Dataset entries
++++++

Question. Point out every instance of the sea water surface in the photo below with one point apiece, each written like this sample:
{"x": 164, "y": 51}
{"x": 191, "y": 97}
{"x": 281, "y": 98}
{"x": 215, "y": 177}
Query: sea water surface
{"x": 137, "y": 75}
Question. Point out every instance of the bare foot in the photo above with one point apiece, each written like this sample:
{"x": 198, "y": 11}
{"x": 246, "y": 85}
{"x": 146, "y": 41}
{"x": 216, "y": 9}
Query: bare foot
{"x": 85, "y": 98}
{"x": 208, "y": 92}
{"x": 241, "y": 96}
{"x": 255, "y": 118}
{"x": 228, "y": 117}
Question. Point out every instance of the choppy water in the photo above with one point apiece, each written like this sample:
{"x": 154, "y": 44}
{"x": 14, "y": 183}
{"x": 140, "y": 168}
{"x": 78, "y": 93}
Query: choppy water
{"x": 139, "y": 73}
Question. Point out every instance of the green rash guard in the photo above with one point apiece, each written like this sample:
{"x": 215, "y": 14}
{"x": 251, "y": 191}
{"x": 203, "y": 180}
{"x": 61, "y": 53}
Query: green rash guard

++++++

■ Exercise directions
Search the data above for the word "photo" and report how many lines contain it, with nothing further.

■ Output
4